Excerpts from a point-labeling dataset
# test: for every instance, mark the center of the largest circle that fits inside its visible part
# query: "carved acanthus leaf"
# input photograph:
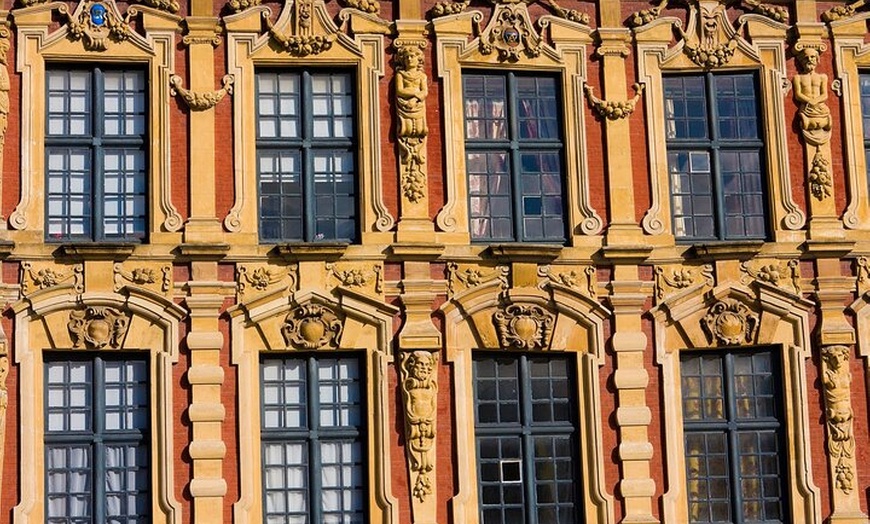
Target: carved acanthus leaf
(97, 24)
(842, 11)
(312, 326)
(144, 277)
(779, 273)
(524, 326)
(201, 101)
(474, 276)
(836, 382)
(613, 110)
(681, 277)
(510, 33)
(420, 398)
(47, 277)
(97, 327)
(730, 322)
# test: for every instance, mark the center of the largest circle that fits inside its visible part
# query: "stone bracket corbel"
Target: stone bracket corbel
(613, 110)
(201, 101)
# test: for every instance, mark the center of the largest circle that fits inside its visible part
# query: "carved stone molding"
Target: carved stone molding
(673, 279)
(842, 11)
(98, 23)
(358, 276)
(447, 8)
(836, 382)
(730, 323)
(420, 398)
(510, 33)
(779, 273)
(613, 110)
(524, 326)
(262, 278)
(412, 89)
(468, 277)
(147, 277)
(572, 15)
(97, 327)
(712, 46)
(583, 280)
(312, 326)
(50, 276)
(201, 101)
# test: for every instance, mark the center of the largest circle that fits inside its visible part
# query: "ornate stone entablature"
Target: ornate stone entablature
(730, 323)
(312, 326)
(97, 327)
(522, 326)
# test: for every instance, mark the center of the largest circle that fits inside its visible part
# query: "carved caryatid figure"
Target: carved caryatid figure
(411, 92)
(420, 389)
(836, 382)
(811, 94)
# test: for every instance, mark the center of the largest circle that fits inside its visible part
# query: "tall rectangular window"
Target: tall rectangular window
(865, 117)
(96, 440)
(526, 434)
(513, 145)
(734, 437)
(715, 163)
(306, 156)
(313, 440)
(95, 151)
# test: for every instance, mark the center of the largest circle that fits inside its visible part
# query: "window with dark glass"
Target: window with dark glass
(95, 151)
(715, 162)
(313, 440)
(306, 156)
(526, 435)
(513, 147)
(864, 80)
(734, 437)
(96, 440)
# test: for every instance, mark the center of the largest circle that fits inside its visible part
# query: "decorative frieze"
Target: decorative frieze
(97, 23)
(613, 110)
(358, 276)
(97, 327)
(673, 279)
(33, 279)
(837, 381)
(584, 280)
(523, 326)
(411, 128)
(143, 276)
(420, 395)
(778, 272)
(461, 278)
(312, 326)
(510, 33)
(201, 101)
(730, 322)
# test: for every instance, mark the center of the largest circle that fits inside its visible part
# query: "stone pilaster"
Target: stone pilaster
(419, 349)
(206, 376)
(628, 297)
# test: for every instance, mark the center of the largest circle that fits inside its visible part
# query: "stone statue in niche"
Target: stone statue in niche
(420, 391)
(811, 94)
(411, 92)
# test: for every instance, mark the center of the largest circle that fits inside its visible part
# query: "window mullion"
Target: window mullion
(315, 488)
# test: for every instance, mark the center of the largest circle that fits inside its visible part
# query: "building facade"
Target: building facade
(435, 262)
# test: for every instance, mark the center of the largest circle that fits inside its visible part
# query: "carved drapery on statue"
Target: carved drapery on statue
(420, 396)
(836, 382)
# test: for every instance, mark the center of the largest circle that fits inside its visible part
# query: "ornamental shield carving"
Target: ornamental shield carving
(523, 326)
(97, 327)
(312, 327)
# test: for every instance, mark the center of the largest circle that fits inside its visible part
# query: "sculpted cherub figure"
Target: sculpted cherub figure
(811, 94)
(411, 92)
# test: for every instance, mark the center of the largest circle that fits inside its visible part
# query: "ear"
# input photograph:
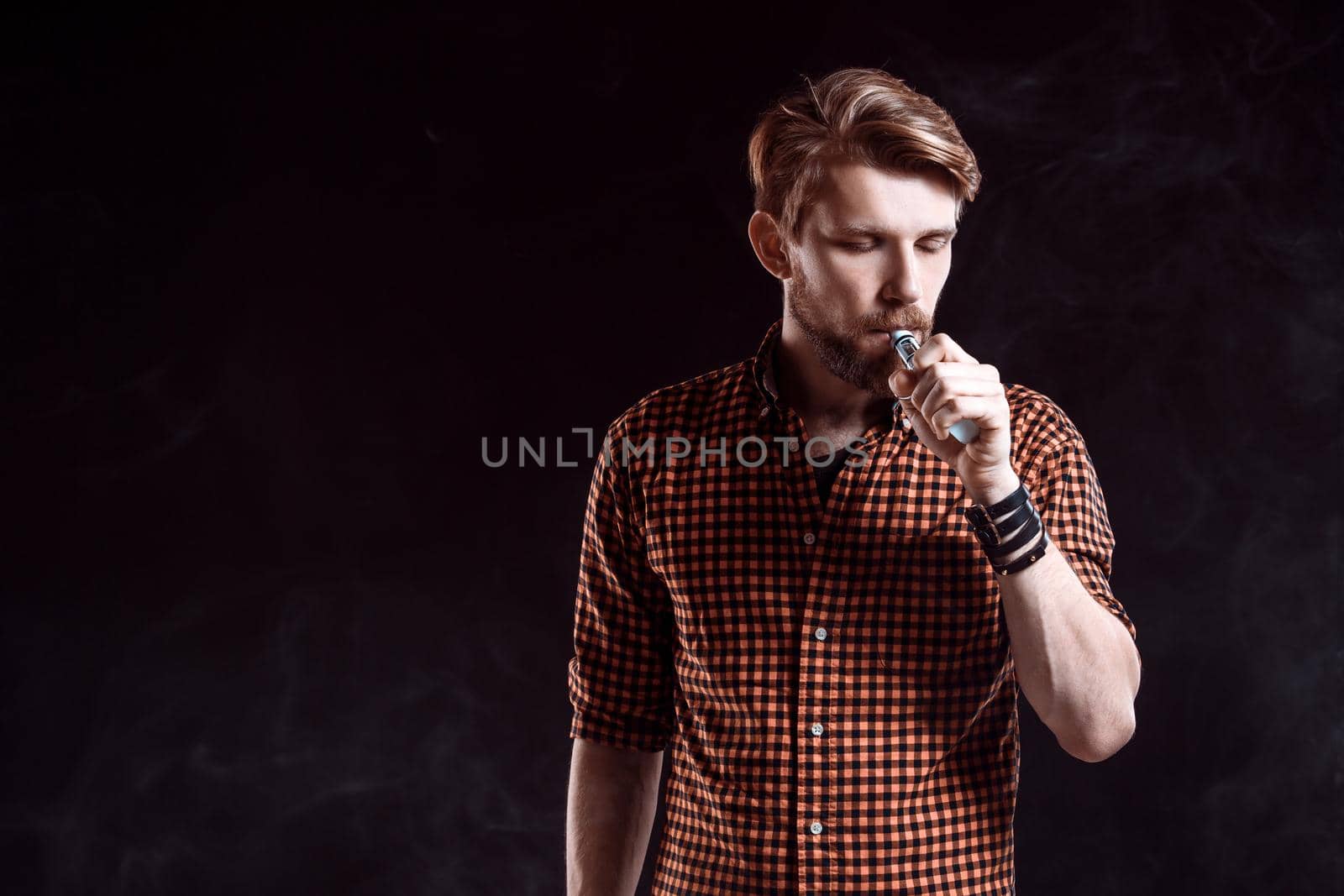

WORK REQUIRED >> Please identify every line of the material above that contains the word "facade", and copy each one. Case counts.

EXERCISE SOLUTION >>
# query: "building facade"
Target: building facade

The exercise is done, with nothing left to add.